→ Directive
Output exactly, please, the lines of the records below from the one containing "Target: pale yellow core" through the final line.

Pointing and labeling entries
▽

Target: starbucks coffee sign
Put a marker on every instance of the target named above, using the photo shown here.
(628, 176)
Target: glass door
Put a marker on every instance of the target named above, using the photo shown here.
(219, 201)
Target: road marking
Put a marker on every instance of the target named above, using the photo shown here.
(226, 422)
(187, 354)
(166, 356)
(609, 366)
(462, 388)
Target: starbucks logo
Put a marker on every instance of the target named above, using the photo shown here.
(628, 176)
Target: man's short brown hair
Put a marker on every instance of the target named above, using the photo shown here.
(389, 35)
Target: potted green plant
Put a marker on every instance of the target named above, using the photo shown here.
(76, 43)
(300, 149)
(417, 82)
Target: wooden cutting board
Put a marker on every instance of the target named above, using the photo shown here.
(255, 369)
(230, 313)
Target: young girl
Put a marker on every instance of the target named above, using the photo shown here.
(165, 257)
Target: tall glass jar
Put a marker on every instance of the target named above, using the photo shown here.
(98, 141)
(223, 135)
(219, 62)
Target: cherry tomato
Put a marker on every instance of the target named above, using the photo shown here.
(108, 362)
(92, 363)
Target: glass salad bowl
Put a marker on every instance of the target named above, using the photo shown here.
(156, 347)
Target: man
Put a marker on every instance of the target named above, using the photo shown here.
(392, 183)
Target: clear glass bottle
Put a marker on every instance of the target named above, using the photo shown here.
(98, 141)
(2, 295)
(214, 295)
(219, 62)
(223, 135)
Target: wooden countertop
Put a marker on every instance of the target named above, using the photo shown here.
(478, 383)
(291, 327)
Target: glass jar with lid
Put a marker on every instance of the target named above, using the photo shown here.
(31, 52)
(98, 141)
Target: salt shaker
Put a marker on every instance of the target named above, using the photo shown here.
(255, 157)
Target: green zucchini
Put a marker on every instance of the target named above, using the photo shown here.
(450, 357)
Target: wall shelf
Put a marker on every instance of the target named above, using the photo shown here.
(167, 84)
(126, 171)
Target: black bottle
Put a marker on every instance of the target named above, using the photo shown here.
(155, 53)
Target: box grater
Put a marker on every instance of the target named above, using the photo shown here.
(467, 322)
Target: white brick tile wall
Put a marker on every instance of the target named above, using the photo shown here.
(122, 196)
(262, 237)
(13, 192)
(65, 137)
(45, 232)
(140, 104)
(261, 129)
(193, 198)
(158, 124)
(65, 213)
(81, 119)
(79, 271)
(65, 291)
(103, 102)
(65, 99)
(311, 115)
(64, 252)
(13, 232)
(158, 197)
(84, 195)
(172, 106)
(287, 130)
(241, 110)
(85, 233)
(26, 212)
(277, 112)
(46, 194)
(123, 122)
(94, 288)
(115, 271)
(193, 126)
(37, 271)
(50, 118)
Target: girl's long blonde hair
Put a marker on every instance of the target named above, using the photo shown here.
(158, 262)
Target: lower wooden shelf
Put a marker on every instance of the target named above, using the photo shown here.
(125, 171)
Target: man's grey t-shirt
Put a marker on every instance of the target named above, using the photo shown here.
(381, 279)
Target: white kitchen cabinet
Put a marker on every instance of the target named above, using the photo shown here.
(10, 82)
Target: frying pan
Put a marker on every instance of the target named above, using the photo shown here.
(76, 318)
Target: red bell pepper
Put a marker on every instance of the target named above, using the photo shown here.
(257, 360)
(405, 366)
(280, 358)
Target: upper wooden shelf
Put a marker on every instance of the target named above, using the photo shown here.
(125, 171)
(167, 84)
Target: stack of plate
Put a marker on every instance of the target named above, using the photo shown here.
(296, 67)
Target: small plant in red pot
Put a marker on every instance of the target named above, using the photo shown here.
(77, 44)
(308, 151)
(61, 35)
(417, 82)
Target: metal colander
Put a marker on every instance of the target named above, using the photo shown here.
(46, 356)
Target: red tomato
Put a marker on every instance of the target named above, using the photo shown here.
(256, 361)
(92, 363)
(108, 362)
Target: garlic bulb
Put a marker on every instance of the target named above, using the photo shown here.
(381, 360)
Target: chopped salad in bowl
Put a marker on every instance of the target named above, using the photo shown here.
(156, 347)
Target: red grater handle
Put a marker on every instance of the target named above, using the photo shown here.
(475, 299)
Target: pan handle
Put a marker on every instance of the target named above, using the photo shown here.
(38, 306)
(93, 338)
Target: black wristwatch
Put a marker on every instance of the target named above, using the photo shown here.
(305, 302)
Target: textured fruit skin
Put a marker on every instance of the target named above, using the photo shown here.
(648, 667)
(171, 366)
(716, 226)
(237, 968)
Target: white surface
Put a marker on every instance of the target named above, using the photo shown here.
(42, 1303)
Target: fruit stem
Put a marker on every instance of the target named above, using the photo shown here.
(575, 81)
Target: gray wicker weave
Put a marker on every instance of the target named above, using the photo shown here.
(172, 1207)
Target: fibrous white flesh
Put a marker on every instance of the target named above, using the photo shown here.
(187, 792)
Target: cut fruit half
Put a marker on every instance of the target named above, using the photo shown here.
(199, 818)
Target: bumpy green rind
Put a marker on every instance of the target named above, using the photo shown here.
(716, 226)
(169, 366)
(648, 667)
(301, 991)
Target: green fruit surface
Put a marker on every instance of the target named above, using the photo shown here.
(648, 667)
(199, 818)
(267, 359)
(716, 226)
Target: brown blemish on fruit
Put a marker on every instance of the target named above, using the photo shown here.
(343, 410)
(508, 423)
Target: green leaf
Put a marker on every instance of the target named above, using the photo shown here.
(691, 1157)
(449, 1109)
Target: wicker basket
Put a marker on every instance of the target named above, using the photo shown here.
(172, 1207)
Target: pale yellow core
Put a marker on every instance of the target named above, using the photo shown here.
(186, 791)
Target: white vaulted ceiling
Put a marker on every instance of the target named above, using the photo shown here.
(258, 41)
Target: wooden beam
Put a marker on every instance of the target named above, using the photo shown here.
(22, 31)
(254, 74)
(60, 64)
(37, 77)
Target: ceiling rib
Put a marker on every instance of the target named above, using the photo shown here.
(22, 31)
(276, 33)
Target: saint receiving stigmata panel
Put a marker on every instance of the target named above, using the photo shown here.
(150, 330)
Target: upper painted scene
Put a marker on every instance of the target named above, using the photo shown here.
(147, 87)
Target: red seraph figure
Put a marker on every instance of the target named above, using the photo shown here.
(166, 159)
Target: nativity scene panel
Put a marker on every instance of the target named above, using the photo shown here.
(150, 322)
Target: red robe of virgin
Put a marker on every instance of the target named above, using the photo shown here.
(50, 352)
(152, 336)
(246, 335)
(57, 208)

△

→ Task output
Target: pale yellow core
Put a marker on every instance of the target named above, using the photo shown here.
(186, 791)
Target: white vaulted ceiling
Put a marker on every instance of the target named above, using the photo shown here.
(258, 41)
Target: wooden beam
Put a marker on every instance of the target named above, using the photo shown here.
(22, 31)
(254, 74)
(60, 64)
(37, 77)
Target: ceiling rib
Put a marker on every instance of the target named above, using the photo shown here.
(22, 31)
(276, 33)
Target: saint receiving stigmata panel
Put a marker on every instance of the target named above, using the photo shown here.
(150, 330)
Target: upper painted scene
Put a marker on every instance of the target named above, using the photo shown here.
(147, 87)
Target: red seraph figure
Put a marker on every instance of the target named above, using the photo shown here.
(166, 159)
Target: nativity scene panel
Put a marker on every instance of the target named above, using the photo shown here.
(150, 322)
Target: red robe of virgin
Put a marker on every instance of the target named above, using the photo shown here.
(50, 352)
(152, 336)
(246, 335)
(57, 208)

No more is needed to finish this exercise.